Instructions for the task ▸ Every entry needs to be duplicated exactly.
+++
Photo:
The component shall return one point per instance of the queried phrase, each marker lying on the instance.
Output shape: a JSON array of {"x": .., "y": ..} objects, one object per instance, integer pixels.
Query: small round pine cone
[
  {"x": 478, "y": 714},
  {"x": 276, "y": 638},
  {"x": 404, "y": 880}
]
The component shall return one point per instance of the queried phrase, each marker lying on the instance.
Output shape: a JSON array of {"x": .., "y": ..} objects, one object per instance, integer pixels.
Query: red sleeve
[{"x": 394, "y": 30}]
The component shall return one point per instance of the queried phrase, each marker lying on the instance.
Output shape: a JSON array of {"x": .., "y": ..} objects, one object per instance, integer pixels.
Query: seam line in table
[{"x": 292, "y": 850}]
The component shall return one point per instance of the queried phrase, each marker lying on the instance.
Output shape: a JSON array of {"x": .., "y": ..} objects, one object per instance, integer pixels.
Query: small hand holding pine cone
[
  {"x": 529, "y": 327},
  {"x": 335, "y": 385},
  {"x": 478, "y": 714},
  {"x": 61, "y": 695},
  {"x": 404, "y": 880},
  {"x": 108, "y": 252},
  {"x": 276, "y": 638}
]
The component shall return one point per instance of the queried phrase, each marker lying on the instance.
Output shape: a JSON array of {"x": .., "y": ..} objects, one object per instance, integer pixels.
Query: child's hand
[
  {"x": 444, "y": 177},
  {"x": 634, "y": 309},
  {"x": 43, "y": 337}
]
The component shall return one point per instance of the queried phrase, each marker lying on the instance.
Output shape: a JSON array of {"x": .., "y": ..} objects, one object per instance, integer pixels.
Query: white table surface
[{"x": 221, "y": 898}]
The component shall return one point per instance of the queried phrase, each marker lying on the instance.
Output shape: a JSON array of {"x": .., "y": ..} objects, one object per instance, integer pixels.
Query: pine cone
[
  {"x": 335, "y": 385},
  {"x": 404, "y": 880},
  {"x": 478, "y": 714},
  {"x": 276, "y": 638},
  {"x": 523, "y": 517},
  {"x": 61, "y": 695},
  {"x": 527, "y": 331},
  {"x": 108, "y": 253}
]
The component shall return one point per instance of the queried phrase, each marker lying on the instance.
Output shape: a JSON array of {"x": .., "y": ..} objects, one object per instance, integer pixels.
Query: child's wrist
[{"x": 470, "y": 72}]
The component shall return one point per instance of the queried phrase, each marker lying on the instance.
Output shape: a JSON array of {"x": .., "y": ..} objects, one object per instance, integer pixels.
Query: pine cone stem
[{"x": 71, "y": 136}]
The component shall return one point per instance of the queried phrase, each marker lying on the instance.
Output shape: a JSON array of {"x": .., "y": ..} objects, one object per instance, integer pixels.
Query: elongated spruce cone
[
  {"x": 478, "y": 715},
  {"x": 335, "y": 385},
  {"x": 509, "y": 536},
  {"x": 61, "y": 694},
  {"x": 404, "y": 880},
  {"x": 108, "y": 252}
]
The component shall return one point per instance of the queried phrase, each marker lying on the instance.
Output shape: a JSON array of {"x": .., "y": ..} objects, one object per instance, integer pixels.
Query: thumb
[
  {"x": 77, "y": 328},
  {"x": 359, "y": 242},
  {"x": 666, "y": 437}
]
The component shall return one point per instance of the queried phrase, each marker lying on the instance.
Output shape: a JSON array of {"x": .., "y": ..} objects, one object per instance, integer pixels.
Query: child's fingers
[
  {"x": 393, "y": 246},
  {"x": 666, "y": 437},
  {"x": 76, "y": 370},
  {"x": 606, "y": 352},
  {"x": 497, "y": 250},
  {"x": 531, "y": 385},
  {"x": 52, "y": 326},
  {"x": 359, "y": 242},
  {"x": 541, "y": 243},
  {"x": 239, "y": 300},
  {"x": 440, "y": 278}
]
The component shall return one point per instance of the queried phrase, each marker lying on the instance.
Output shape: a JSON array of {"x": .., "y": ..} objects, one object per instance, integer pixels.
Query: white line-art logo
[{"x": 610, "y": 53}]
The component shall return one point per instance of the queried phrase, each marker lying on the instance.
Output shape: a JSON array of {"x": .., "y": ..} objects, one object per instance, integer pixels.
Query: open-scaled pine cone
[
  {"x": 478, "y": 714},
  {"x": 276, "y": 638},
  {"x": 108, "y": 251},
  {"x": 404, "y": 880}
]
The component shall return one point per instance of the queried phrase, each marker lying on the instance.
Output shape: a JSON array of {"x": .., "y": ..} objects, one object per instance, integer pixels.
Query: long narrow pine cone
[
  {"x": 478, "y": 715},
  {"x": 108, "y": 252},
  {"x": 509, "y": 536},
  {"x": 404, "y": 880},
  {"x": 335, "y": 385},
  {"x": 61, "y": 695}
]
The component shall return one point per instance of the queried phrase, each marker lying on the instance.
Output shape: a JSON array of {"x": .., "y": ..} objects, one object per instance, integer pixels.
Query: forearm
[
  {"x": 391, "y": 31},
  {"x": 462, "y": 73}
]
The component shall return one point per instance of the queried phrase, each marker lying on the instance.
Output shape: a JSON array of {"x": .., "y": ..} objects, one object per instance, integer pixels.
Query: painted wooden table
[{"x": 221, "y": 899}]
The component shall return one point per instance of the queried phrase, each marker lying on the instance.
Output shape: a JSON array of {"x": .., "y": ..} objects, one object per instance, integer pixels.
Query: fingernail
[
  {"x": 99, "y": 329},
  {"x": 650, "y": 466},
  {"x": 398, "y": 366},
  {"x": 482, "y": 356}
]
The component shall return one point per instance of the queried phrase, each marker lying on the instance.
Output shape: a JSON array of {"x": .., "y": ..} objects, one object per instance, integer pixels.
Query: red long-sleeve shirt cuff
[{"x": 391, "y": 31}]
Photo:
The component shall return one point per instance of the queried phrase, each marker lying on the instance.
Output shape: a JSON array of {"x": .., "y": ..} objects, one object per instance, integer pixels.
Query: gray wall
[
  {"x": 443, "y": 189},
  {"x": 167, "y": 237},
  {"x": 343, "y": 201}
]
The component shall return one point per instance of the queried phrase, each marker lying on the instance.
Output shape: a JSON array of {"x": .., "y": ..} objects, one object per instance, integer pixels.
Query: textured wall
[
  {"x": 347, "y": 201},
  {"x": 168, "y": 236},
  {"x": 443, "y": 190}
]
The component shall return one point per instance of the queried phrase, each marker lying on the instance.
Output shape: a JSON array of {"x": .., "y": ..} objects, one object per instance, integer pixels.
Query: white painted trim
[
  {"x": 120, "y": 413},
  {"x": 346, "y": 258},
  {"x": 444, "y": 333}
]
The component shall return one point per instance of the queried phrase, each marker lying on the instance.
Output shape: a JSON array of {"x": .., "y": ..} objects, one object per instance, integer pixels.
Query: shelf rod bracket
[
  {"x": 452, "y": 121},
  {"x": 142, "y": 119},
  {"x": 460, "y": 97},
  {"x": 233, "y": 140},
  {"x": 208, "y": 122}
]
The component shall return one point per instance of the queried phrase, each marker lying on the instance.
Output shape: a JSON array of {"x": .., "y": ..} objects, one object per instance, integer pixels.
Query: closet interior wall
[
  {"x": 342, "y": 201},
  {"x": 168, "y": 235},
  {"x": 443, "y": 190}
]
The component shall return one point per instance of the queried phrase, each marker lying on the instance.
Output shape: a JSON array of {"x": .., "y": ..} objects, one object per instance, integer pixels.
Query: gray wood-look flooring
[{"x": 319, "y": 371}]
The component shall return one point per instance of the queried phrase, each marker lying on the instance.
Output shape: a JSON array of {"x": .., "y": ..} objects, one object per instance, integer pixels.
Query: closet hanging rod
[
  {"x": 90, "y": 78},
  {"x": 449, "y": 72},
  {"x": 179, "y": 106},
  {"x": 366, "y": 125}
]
+++
Solved problem ▸
Photo:
The component shall return one point per instance of the queried phrase, each marker lying on the instance.
Output shape: a JSON array of {"x": .., "y": ..} objects, one object per instance, integer pixels.
Query: small round pine cone
[
  {"x": 478, "y": 714},
  {"x": 276, "y": 638},
  {"x": 404, "y": 880}
]
The component shall return one point per instance of the queried phrase, each marker lying on the instance.
Output shape: a JSON array of {"x": .., "y": ..} objects, one object per instance, integer pixels.
Query: red sleeve
[{"x": 394, "y": 30}]
The component shall return one point per instance of the queried phrase, each marker lying on the instance.
Output shape: a JSON array of {"x": .., "y": ..} objects, one object per instance, integer pixels.
Query: seam line in table
[{"x": 292, "y": 850}]
The component shall return one point per instance of the queried phrase, each marker lying on the instance.
Output shape: a JSON array of {"x": .., "y": ..} objects, one object per instance, integer pixels.
Query: small hand holding pine cone
[
  {"x": 529, "y": 327},
  {"x": 335, "y": 385},
  {"x": 478, "y": 714},
  {"x": 61, "y": 695},
  {"x": 404, "y": 880},
  {"x": 108, "y": 252},
  {"x": 276, "y": 638}
]
The component shall return one point per instance of the queried phrase, each marker lying on the instance.
Output shape: a JSON array of {"x": .., "y": ..} objects, one object per instance, integer pixels.
Query: child's hand
[
  {"x": 444, "y": 177},
  {"x": 634, "y": 309},
  {"x": 43, "y": 337}
]
The component shall return one point per instance of the queried phrase, each marker lying on the instance.
Output shape: a JSON array of {"x": .., "y": ..} objects, one object per instance, integer pixels.
Query: white table surface
[{"x": 221, "y": 898}]
The component shall return one point per instance of the queried phrase, each marker lying on the instance.
Output shape: a JSON array of {"x": .., "y": ..} objects, one object per instance, integer pixels.
Query: pine cone
[
  {"x": 335, "y": 385},
  {"x": 404, "y": 880},
  {"x": 478, "y": 714},
  {"x": 276, "y": 638},
  {"x": 523, "y": 517},
  {"x": 61, "y": 695},
  {"x": 527, "y": 331},
  {"x": 108, "y": 253}
]
The component shall return one point per instance of the queried phrase, each marker lying on the instance.
Output shape: a JSON array of {"x": .., "y": ..} objects, one object per instance, integer pixels.
Query: child's wrist
[{"x": 470, "y": 72}]
The component shall return one point per instance of the queried phrase, each marker lying on the instance.
Output shape: a JSON array of {"x": .., "y": ..} objects, one object per instance, integer pixels.
Query: pine cone stem
[{"x": 71, "y": 136}]
The component shall return one point per instance of the queried phrase, each marker lying on the instance.
Output shape: a JSON array of {"x": .., "y": ..} objects, one object per instance, integer pixels.
Query: elongated spruce cone
[
  {"x": 478, "y": 715},
  {"x": 335, "y": 385},
  {"x": 509, "y": 536},
  {"x": 61, "y": 694},
  {"x": 404, "y": 880},
  {"x": 108, "y": 252}
]
The component shall return one point per instance of the queried phrase, each marker lying on the instance.
Output shape: a JSON array of {"x": .., "y": ..} objects, one object per instance, integer pixels.
Query: thumb
[
  {"x": 77, "y": 328},
  {"x": 359, "y": 242},
  {"x": 666, "y": 437}
]
The component shall return one point per instance of the queried phrase, each marker lying on the instance.
Output shape: a JSON array of {"x": .., "y": ..} objects, one object per instance, integer pixels.
Query: child's fingers
[
  {"x": 393, "y": 246},
  {"x": 666, "y": 437},
  {"x": 76, "y": 370},
  {"x": 606, "y": 352},
  {"x": 497, "y": 250},
  {"x": 531, "y": 385},
  {"x": 52, "y": 326},
  {"x": 359, "y": 242},
  {"x": 541, "y": 243},
  {"x": 239, "y": 300},
  {"x": 440, "y": 278}
]
The component shall return one point per instance of the queried phrase, each marker lying on the instance.
Output shape: a JSON array of {"x": .., "y": ..} objects, one object per instance, integer pixels.
Query: white line-art logo
[{"x": 610, "y": 53}]
The component shall return one point per instance of the queried phrase, each marker lying on the instance.
Output shape: a JSON array of {"x": .., "y": ..} objects, one object per instance, integer pixels.
Query: open-scaled pine cone
[
  {"x": 478, "y": 714},
  {"x": 276, "y": 638},
  {"x": 108, "y": 251},
  {"x": 404, "y": 880}
]
The component shall return one point per instance of the queried phrase, each marker lying on the instance.
Output shape: a JSON array of {"x": .., "y": ..} objects, one object per instance, integer pixels.
Query: long narrow pine cone
[
  {"x": 478, "y": 715},
  {"x": 108, "y": 252},
  {"x": 509, "y": 536},
  {"x": 404, "y": 880},
  {"x": 335, "y": 385},
  {"x": 61, "y": 695}
]
The component shall return one point per instance of the queried phrase, each marker lying on the instance.
Output shape: a JSON array of {"x": .., "y": ..} objects, one object per instance, integer pixels.
Query: forearm
[
  {"x": 391, "y": 31},
  {"x": 462, "y": 73}
]
The component shall return one point per instance of the queried phrase, each marker lying on the instance.
Output shape: a JSON array of {"x": .., "y": ..} objects, one object per instance, integer pixels.
Query: painted wooden table
[{"x": 221, "y": 899}]
The component shall return one point per instance of the queried phrase, each marker lying on the instance.
Output shape: a JSON array of {"x": .., "y": ..} objects, one object per instance, integer pixels.
Query: fingernail
[
  {"x": 99, "y": 329},
  {"x": 650, "y": 466},
  {"x": 398, "y": 366},
  {"x": 482, "y": 356}
]
The component shall return one point per instance of the queried phrase, each marker lying on the instance.
Output shape: a JSON array of {"x": .., "y": ..} objects, one object per instance, integer pixels.
Query: red long-sleeve shirt cuff
[{"x": 391, "y": 31}]
Photo:
The component shall return one point per instance of the queried phrase, each marker lying on the instance.
Output shape: a JSON array of {"x": .., "y": ..} objects, one object per instance, integer pixels.
Query: gray wall
[
  {"x": 443, "y": 189},
  {"x": 167, "y": 237},
  {"x": 343, "y": 201}
]
The component shall return one point per instance of the queried phrase, each marker lying on the instance.
Output shape: a JSON array of {"x": .., "y": ..} objects, one object per instance, integer pixels.
Query: textured wall
[
  {"x": 347, "y": 201},
  {"x": 168, "y": 236},
  {"x": 443, "y": 190}
]
The component shall return one point per instance of the queried phrase, each marker lying on the instance.
Output shape: a JSON array of {"x": .., "y": ..} objects, one object per instance, integer pixels.
Query: white painted trim
[
  {"x": 120, "y": 413},
  {"x": 346, "y": 258},
  {"x": 444, "y": 333}
]
The component shall return one point per instance of the queried phrase, each marker lying on the instance.
Output shape: a JSON array of {"x": .., "y": ..} objects, one object per instance, integer pixels.
Query: shelf rod bracket
[
  {"x": 452, "y": 121},
  {"x": 142, "y": 119},
  {"x": 460, "y": 97},
  {"x": 233, "y": 140},
  {"x": 208, "y": 122}
]
The component shall return one point per instance of the queried phrase, each marker lying on the instance.
Output shape: a JSON array of {"x": .., "y": ..} objects, one object per instance, integer pixels.
Query: closet interior wall
[
  {"x": 342, "y": 201},
  {"x": 168, "y": 235},
  {"x": 443, "y": 190}
]
The component shall return one point per instance of the queried phrase, each marker lying on the instance.
Output shape: a JSON array of {"x": .., "y": ..} objects, one object per instance, integer pixels.
Query: gray wood-look flooring
[{"x": 319, "y": 371}]
The component shall return one point per instance of the queried phrase, each marker lying on the instance.
Output shape: a JSON array of {"x": .., "y": ..} objects, one object per instance, integer pixels.
Query: closet hanging rod
[
  {"x": 90, "y": 78},
  {"x": 449, "y": 72},
  {"x": 179, "y": 106},
  {"x": 366, "y": 125}
]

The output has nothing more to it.